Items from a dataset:
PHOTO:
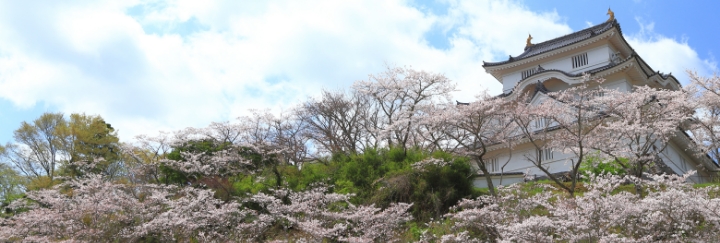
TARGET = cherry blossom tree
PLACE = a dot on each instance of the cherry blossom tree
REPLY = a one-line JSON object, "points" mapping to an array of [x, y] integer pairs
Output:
{"points": [[331, 216], [672, 211], [639, 125], [400, 95], [705, 127], [477, 128], [339, 122], [564, 121]]}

*What you have to do:*
Word for word, print every record, and leave out any picture.

*Response to the exercise:*
PHOTO:
TARGET = cherry blossom tree
PLACE = a dot on each instance of the cherry blossom tree
REPLY = a one-line JSON object, "points" mapping to an array of [x, y] integer pairs
Output:
{"points": [[331, 216], [672, 211], [639, 125], [400, 95], [705, 127], [477, 128], [339, 122], [564, 121]]}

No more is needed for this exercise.